▶ Material supplied
=======

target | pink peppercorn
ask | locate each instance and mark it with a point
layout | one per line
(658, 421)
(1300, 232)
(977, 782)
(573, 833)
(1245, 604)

=======

▶ Aim
Rewrite every line of the entries above as a numbered list, skipping any blank lines.

▶ Finished task
1. target | pink peppercorn
2. ask | locate each instance and mark it with a point
3. layout | one per line
4. (658, 421)
5. (1300, 232)
6. (977, 782)
7. (573, 833)
8. (1245, 604)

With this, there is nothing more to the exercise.